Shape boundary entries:

^^^^^^^^

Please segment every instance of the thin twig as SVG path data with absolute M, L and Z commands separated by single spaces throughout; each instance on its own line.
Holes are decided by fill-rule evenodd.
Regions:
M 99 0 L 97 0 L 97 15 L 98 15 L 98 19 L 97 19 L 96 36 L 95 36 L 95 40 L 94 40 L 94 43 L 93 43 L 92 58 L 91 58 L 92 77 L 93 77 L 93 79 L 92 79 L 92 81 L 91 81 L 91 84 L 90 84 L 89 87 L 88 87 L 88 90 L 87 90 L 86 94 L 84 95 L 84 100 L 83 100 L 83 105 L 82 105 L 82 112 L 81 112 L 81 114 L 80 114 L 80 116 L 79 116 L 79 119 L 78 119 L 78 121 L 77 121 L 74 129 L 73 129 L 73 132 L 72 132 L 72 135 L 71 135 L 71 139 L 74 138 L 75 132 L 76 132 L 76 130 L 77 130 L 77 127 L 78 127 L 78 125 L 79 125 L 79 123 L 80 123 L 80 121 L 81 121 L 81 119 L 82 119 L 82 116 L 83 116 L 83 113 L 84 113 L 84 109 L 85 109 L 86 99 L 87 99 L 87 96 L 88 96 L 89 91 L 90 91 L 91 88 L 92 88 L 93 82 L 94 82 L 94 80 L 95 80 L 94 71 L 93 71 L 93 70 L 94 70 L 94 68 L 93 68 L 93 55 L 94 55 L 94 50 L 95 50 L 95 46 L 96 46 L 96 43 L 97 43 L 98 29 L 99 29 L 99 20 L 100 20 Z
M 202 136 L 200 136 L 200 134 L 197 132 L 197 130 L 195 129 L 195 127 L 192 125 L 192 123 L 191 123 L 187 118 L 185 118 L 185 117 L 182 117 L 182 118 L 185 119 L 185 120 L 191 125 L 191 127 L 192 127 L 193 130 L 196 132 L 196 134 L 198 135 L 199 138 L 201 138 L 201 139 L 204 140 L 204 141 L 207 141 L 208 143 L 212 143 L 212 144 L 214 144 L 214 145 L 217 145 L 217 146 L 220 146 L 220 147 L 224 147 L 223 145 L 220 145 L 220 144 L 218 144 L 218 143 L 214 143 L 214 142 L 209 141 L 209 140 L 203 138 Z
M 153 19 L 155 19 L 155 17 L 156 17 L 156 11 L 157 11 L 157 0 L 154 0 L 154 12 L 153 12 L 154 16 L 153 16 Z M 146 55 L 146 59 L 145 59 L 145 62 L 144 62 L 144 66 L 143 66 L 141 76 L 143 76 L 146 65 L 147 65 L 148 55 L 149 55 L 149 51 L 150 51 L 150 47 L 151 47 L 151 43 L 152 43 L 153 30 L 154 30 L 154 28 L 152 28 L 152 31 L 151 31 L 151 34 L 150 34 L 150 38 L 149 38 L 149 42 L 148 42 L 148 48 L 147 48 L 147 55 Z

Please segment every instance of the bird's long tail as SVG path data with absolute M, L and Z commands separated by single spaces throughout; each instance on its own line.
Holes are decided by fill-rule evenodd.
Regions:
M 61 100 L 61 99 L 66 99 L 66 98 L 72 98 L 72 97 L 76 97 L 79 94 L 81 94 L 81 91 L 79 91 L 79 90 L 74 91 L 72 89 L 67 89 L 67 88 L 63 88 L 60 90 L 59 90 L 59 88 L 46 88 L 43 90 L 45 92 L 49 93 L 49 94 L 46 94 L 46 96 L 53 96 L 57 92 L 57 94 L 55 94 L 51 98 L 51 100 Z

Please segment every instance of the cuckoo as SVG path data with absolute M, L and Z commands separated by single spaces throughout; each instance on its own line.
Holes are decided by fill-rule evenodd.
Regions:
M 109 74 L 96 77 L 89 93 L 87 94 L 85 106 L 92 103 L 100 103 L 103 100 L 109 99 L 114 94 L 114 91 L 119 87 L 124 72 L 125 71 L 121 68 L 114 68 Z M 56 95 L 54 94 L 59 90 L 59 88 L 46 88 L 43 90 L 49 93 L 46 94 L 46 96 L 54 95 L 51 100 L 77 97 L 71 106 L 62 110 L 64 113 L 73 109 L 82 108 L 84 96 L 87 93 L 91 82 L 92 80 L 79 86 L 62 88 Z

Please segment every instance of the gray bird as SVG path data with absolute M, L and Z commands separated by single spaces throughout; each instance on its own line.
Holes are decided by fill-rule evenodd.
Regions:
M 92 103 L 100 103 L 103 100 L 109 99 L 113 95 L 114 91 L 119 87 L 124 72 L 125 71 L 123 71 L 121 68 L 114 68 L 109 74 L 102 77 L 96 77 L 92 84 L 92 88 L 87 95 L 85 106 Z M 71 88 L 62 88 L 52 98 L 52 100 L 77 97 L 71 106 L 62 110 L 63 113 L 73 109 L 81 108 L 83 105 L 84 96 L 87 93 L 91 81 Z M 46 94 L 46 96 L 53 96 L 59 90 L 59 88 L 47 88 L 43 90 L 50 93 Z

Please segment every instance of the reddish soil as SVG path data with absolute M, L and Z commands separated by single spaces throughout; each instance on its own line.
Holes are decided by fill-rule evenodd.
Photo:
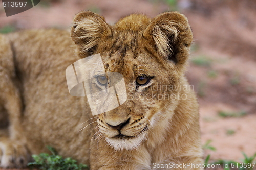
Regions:
M 114 23 L 133 13 L 154 17 L 171 8 L 164 1 L 146 0 L 58 1 L 6 17 L 0 7 L 0 28 L 68 29 L 74 14 L 91 9 Z M 45 4 L 43 6 L 42 4 Z M 47 4 L 46 5 L 46 4 Z M 180 0 L 178 7 L 188 17 L 195 45 L 187 76 L 199 94 L 202 142 L 211 140 L 211 160 L 240 161 L 242 152 L 256 153 L 256 2 Z M 201 56 L 207 64 L 193 61 Z M 218 112 L 245 112 L 223 118 Z

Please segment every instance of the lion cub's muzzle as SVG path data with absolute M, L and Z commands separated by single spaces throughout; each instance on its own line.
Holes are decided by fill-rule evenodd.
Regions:
M 99 129 L 105 136 L 113 139 L 130 139 L 146 131 L 148 124 L 144 116 L 136 119 L 129 117 L 111 121 L 99 117 Z

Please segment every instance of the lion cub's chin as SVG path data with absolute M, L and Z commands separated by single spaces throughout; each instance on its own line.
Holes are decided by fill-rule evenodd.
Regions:
M 145 139 L 145 136 L 146 134 L 143 133 L 140 134 L 136 137 L 129 138 L 106 137 L 106 140 L 116 150 L 122 150 L 123 149 L 131 150 L 135 149 L 139 146 L 141 142 Z

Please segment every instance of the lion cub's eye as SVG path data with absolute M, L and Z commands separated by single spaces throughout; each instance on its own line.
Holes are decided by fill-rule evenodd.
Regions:
M 141 86 L 145 86 L 150 82 L 151 80 L 151 78 L 146 75 L 139 76 L 136 79 L 136 84 Z
M 105 76 L 100 75 L 96 77 L 97 82 L 101 86 L 105 86 L 108 83 L 108 78 Z

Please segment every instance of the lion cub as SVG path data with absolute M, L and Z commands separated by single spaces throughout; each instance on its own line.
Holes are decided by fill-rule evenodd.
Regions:
M 133 14 L 110 26 L 82 11 L 70 34 L 0 36 L 0 111 L 10 122 L 0 167 L 25 167 L 49 145 L 91 170 L 202 169 L 198 104 L 184 77 L 193 41 L 186 17 Z M 106 74 L 122 75 L 127 100 L 93 116 L 87 97 L 69 93 L 65 70 L 97 54 Z M 108 79 L 92 81 L 101 89 Z

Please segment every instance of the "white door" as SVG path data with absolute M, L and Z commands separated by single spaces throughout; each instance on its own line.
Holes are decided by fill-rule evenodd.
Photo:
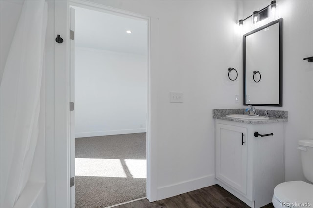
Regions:
M 247 129 L 216 125 L 216 178 L 247 194 Z
M 69 101 L 70 138 L 70 207 L 75 207 L 75 10 L 70 9 L 69 35 Z

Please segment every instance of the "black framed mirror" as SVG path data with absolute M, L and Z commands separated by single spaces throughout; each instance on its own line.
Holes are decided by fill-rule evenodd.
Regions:
M 283 19 L 244 35 L 244 105 L 283 106 Z

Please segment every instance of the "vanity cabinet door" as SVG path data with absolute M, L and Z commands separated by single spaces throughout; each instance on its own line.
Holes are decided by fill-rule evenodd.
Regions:
M 247 129 L 217 124 L 216 177 L 247 195 Z

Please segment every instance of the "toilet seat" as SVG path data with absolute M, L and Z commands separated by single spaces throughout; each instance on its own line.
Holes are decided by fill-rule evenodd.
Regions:
M 279 204 L 289 203 L 282 205 L 282 207 L 312 208 L 313 185 L 302 181 L 282 183 L 275 187 L 274 197 Z

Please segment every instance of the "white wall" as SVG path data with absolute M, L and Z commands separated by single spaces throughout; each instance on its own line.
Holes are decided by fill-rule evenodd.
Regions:
M 289 111 L 286 124 L 285 180 L 305 180 L 298 141 L 313 137 L 313 64 L 303 58 L 313 55 L 313 2 L 278 1 L 283 18 L 283 107 L 263 109 Z M 270 1 L 243 1 L 244 18 Z M 259 9 L 258 9 L 259 8 Z
M 147 56 L 76 47 L 75 136 L 145 132 Z

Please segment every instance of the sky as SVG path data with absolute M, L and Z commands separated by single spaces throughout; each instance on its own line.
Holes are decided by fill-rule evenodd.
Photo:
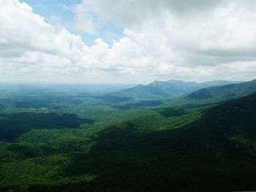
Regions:
M 0 0 L 0 81 L 256 79 L 255 0 Z

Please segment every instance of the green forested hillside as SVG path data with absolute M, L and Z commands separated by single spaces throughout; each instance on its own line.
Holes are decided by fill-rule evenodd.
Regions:
M 196 90 L 214 85 L 238 83 L 231 81 L 212 81 L 197 83 L 171 80 L 166 82 L 155 81 L 147 85 L 139 85 L 109 95 L 125 96 L 135 99 L 163 99 L 174 98 Z
M 256 91 L 256 80 L 202 88 L 189 94 L 163 100 L 162 107 L 198 107 L 217 104 Z
M 46 122 L 45 128 L 0 142 L 0 188 L 254 190 L 255 101 L 256 94 L 252 94 L 215 106 L 152 108 L 98 128 L 96 124 L 50 129 Z M 135 112 L 118 110 L 116 114 L 122 111 Z M 1 120 L 8 122 L 8 118 Z

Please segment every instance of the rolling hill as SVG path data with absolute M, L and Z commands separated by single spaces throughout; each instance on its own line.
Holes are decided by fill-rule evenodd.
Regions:
M 212 81 L 198 83 L 175 80 L 165 82 L 155 81 L 147 85 L 138 85 L 133 88 L 109 93 L 108 96 L 124 96 L 134 99 L 162 99 L 174 98 L 203 88 L 236 82 L 238 82 Z

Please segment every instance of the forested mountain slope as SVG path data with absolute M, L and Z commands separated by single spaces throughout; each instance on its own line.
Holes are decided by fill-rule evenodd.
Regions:
M 156 109 L 94 134 L 31 131 L 16 143 L 1 144 L 0 186 L 17 191 L 254 190 L 255 101 L 254 93 L 214 107 Z

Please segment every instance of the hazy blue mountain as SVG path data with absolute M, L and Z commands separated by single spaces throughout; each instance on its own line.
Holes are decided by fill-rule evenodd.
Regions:
M 225 101 L 227 99 L 242 97 L 256 91 L 256 80 L 223 86 L 215 86 L 203 88 L 189 94 L 189 99 L 214 99 Z
M 125 96 L 135 99 L 162 99 L 187 94 L 203 88 L 237 82 L 238 82 L 223 80 L 200 83 L 175 80 L 165 82 L 154 81 L 146 85 L 138 85 L 133 88 L 110 93 L 110 95 Z

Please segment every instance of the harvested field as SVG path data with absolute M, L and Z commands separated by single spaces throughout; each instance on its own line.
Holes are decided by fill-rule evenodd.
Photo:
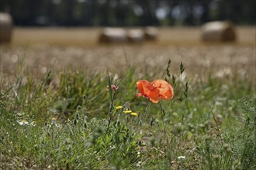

^^^^^^^^

*Task goal*
Rewrite the listing from the line with "Please segment every instance of the green" up to and including the line with "M 212 81 L 198", shifting every coordinate in the path data by -36 and keeping all other text as is. Give only those lines.

*Exercise result*
Please segment every instance of the green forested hillside as SVG path data with absolute M, L and Z commands separated by single spaces throughout; each instance on its own line.
Holes are decided by fill-rule evenodd.
Regions:
M 160 54 L 178 49 L 202 47 L 195 45 L 176 45 L 161 47 L 135 44 L 130 46 L 119 45 L 111 49 L 103 49 L 73 59 L 89 60 L 99 63 L 127 63 L 138 62 Z
M 220 55 L 220 44 L 166 52 L 153 58 L 127 64 L 126 71 L 162 71 L 181 68 Z
M 10 86 L 9 92 L -36 106 L -36 152 L 218 154 L 219 65 L 220 58 L 216 58 L 179 70 L 116 72 L 62 92 L 60 88 L 14 93 Z M 99 76 L 82 74 L 80 78 L 86 75 Z M -35 84 L -28 86 L -28 82 Z

Please segment every instance of the rolling hill as SVG path data with absolute M, L and Z commands separated by single spaces throughout; each instance on its own line.
Holes are decided by fill-rule evenodd.
Regions:
M 176 45 L 162 47 L 139 44 L 129 46 L 119 45 L 111 49 L 102 49 L 97 52 L 73 57 L 72 60 L 88 60 L 98 63 L 126 63 L 138 62 L 167 52 L 200 46 L 202 46 Z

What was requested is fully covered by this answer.